_EXERCISE DIRECTIONS_
Copy out verbatim the records below, starting at the line that contains "Exercise. Mark the water" and ending after the line that contains "[(116, 173), (289, 134)]".

_DATA LINES_
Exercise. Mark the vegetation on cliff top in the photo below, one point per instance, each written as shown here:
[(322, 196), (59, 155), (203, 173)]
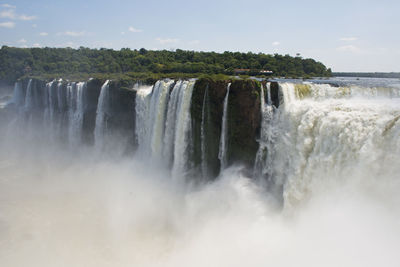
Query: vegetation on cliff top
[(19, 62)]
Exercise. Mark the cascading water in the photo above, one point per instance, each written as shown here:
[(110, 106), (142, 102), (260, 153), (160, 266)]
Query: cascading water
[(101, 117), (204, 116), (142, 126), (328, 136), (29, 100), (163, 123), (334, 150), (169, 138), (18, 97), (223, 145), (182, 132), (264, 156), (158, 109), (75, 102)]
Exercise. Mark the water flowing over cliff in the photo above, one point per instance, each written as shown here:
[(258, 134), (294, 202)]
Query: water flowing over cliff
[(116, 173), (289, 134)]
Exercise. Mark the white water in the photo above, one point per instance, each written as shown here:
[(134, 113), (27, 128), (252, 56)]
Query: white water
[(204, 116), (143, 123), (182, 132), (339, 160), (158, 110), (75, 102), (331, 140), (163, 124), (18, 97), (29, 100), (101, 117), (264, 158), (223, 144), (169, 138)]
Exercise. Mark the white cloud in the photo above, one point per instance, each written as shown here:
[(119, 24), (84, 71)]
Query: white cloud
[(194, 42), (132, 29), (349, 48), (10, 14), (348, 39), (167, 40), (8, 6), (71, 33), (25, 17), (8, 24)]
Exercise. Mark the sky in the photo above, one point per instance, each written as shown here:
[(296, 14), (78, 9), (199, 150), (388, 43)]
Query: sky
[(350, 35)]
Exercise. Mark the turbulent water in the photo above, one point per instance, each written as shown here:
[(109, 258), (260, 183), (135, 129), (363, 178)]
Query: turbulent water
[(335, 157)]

_SOLUTION FOR THIS TASK_
Exercise. Mark the water flowing over cliff in the photo above, one point per instance, each written as shown here:
[(258, 134), (294, 202)]
Query: water flowing over cliff
[(116, 173), (289, 134)]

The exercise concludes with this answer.